Direction> Extract every line of the listing that contains the word "trace".

»»

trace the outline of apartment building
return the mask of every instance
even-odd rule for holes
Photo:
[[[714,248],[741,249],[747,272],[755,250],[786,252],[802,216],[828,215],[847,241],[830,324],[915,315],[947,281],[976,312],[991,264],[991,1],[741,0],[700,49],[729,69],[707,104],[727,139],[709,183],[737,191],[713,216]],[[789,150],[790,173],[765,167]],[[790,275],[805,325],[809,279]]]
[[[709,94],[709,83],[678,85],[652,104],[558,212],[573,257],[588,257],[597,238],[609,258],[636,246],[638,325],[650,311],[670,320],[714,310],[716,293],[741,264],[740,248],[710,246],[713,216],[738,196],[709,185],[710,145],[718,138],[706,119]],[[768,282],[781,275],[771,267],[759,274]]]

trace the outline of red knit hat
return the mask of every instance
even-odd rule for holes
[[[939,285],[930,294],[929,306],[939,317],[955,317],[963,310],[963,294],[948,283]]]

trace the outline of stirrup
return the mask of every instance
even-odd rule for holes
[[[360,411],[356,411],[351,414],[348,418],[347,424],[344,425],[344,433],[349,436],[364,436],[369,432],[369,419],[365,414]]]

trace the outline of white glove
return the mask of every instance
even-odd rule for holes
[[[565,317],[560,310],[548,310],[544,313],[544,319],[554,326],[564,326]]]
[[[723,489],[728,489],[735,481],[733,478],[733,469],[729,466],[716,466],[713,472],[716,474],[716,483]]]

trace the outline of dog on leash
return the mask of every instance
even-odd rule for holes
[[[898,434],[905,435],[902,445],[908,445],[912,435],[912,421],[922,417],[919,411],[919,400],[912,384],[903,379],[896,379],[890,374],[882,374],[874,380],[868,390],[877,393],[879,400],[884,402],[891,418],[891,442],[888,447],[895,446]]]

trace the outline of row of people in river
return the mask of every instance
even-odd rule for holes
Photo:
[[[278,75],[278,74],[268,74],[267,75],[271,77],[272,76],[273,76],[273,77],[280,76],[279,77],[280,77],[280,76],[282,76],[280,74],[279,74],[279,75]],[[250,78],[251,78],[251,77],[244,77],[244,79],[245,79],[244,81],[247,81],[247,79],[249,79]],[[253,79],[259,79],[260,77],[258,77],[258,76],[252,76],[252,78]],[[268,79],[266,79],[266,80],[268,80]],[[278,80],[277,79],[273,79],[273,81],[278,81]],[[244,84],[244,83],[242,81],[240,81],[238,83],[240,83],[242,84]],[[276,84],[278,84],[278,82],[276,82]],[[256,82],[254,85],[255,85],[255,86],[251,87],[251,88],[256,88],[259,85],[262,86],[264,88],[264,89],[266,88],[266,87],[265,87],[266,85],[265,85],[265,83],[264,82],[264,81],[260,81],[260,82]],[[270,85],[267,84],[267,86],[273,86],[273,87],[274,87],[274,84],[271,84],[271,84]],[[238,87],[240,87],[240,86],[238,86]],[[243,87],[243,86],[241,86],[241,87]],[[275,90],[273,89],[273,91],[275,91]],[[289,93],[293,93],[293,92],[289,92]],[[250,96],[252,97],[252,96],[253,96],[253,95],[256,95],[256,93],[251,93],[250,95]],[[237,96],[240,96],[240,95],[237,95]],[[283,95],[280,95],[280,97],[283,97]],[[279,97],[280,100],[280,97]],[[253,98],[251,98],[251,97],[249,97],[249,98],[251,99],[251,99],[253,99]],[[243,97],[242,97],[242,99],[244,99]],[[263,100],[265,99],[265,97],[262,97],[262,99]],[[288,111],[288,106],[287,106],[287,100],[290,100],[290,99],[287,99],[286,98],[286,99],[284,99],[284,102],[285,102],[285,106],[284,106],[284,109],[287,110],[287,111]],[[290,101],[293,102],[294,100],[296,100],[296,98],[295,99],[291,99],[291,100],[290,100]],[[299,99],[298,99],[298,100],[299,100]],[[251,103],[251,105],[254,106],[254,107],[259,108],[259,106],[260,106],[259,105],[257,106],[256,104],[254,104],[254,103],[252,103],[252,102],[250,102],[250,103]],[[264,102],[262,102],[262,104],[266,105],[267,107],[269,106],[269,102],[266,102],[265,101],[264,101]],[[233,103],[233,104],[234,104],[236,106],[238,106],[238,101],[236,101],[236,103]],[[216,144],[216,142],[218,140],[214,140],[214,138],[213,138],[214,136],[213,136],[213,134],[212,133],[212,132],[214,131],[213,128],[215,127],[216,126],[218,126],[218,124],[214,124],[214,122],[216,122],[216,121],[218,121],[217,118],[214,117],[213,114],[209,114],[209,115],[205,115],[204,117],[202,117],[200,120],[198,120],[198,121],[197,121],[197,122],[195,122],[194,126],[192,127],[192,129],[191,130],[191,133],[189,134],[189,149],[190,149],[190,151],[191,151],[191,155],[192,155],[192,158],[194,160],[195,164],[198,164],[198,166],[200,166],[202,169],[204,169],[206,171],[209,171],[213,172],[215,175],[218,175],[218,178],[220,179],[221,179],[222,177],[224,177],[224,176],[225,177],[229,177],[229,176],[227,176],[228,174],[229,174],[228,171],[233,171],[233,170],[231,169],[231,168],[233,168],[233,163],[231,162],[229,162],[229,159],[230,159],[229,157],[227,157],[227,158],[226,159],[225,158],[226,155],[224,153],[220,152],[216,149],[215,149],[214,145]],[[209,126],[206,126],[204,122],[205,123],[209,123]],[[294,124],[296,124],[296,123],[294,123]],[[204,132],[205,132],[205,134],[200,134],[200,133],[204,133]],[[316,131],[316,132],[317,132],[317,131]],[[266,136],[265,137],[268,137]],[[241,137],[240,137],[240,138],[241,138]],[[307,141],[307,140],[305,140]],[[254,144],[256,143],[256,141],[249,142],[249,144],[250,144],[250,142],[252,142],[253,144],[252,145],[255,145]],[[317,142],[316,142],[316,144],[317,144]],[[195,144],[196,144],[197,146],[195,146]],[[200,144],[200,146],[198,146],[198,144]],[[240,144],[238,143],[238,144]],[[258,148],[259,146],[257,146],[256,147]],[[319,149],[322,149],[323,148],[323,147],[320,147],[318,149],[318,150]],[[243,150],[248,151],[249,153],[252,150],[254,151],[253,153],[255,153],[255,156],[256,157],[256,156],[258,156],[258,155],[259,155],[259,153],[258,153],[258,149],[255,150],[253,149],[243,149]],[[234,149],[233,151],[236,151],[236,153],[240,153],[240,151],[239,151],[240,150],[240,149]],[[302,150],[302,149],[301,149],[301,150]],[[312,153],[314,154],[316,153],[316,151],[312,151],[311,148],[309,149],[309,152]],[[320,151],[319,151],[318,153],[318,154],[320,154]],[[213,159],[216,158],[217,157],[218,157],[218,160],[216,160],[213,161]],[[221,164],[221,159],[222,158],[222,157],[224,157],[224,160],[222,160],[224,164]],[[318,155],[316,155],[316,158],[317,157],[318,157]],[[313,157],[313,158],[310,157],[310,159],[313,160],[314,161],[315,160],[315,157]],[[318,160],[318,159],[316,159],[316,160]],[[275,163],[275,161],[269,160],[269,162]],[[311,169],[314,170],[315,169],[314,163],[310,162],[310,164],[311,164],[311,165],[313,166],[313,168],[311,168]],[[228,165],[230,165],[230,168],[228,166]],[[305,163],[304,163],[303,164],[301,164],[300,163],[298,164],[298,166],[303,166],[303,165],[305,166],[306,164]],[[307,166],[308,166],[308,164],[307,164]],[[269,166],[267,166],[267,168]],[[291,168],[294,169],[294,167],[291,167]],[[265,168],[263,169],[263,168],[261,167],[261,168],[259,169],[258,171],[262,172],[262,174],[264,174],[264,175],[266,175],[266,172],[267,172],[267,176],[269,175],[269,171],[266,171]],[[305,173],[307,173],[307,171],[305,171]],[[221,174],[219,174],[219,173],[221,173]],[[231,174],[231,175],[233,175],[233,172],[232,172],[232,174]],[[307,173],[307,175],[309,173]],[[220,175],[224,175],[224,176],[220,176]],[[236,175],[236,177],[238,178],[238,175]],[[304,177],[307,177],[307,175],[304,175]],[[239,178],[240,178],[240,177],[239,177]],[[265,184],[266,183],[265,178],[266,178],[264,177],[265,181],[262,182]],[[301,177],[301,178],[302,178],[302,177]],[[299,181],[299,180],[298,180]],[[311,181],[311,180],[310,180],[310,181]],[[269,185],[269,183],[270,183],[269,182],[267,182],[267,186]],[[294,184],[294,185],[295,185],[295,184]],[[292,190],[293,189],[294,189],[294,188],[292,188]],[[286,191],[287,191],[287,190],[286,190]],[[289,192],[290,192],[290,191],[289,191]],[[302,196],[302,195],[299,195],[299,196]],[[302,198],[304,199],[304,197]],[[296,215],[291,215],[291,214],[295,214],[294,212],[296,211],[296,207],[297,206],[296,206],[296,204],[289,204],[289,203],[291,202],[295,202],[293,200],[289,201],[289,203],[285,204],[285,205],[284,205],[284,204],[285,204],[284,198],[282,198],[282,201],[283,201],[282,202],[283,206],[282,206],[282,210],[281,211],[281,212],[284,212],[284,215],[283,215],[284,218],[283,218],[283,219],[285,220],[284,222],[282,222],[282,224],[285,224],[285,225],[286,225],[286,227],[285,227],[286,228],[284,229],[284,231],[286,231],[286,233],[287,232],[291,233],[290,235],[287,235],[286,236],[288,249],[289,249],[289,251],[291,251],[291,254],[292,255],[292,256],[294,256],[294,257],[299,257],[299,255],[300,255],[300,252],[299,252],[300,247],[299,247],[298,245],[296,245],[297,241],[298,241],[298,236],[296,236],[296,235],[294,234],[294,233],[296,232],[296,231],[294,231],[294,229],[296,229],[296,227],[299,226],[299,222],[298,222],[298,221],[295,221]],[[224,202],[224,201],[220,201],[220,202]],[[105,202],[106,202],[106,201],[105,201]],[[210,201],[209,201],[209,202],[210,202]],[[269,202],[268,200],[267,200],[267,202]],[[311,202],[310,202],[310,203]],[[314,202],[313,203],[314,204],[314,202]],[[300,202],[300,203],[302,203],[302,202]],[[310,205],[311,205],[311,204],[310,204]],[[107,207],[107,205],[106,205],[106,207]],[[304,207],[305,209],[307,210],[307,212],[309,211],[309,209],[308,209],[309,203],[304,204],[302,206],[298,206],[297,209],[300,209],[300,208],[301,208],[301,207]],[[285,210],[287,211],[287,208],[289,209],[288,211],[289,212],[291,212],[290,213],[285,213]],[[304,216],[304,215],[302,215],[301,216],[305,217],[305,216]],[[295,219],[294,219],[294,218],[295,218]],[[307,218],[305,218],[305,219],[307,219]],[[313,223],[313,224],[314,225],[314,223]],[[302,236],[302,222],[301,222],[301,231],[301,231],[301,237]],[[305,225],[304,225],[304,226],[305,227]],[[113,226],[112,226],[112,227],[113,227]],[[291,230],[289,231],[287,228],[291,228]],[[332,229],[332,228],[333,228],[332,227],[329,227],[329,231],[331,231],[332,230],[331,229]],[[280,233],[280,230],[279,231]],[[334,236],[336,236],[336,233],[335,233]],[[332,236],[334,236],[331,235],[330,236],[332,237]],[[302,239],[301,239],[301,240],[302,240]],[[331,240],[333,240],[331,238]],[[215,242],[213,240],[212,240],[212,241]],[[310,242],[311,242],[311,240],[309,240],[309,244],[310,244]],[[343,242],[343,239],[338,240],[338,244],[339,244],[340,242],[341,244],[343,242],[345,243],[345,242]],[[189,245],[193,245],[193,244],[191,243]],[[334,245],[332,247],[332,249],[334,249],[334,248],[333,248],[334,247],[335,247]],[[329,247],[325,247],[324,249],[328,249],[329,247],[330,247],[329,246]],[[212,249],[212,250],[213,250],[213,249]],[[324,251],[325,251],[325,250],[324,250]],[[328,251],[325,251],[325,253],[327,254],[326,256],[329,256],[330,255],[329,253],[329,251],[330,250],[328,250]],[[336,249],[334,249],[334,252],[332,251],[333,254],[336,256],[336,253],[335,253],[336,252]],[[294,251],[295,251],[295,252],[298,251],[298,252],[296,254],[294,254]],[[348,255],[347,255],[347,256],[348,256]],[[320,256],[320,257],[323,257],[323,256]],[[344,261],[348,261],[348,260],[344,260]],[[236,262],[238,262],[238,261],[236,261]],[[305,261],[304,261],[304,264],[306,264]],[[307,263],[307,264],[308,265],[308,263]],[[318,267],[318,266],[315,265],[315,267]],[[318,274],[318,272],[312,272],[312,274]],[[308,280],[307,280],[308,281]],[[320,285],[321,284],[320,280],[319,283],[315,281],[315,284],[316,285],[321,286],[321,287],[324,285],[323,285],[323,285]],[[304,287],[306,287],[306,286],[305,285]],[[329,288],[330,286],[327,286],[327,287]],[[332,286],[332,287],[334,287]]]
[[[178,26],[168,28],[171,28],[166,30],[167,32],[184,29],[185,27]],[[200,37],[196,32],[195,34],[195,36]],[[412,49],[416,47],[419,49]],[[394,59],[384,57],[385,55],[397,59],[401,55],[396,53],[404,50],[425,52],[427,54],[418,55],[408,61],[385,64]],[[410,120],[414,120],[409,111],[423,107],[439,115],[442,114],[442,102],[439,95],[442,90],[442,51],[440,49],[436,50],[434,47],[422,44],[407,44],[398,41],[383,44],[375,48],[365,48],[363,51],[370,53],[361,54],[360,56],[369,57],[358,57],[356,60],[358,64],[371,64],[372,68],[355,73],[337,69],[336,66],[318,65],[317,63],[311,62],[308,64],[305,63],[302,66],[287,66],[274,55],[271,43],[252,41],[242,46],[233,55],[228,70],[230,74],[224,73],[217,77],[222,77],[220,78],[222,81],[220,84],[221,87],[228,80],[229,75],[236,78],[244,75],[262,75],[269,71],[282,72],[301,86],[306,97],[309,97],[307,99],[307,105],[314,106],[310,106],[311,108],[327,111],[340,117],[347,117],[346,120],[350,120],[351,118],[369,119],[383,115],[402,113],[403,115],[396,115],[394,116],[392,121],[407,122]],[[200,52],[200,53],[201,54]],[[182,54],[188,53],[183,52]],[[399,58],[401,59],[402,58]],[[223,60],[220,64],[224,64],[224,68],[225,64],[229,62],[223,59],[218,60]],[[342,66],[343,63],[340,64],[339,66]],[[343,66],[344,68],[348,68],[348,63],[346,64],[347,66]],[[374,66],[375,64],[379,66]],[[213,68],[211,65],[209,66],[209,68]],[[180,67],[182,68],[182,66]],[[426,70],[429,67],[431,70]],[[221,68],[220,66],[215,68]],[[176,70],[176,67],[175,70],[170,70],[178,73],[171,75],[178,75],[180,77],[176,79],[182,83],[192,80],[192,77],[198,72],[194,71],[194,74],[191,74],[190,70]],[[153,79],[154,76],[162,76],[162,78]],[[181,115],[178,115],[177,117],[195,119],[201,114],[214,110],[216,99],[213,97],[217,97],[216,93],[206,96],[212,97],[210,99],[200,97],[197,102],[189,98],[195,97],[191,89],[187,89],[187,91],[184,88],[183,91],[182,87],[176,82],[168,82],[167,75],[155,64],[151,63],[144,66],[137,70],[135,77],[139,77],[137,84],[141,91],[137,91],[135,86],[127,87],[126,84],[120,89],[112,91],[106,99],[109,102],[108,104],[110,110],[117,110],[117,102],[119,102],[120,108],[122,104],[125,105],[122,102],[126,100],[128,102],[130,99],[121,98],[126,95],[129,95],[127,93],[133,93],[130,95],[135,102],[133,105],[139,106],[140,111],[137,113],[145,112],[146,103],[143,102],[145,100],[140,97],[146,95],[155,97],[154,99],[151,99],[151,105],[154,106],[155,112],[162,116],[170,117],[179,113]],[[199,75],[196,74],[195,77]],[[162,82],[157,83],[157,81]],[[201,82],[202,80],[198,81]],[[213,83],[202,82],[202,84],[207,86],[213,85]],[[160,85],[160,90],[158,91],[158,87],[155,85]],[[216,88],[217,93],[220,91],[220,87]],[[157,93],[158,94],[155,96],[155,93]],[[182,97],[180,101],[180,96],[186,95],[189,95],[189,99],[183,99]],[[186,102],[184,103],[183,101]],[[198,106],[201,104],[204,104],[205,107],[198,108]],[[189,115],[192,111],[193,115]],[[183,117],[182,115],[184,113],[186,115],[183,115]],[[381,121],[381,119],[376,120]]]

««

Worked solution>
trace the outline of apartment building
trace the outline of red knit hat
trace the outline of stirrup
trace the outline of white glove
trace the outline of dog on leash
trace the outline of row of people in river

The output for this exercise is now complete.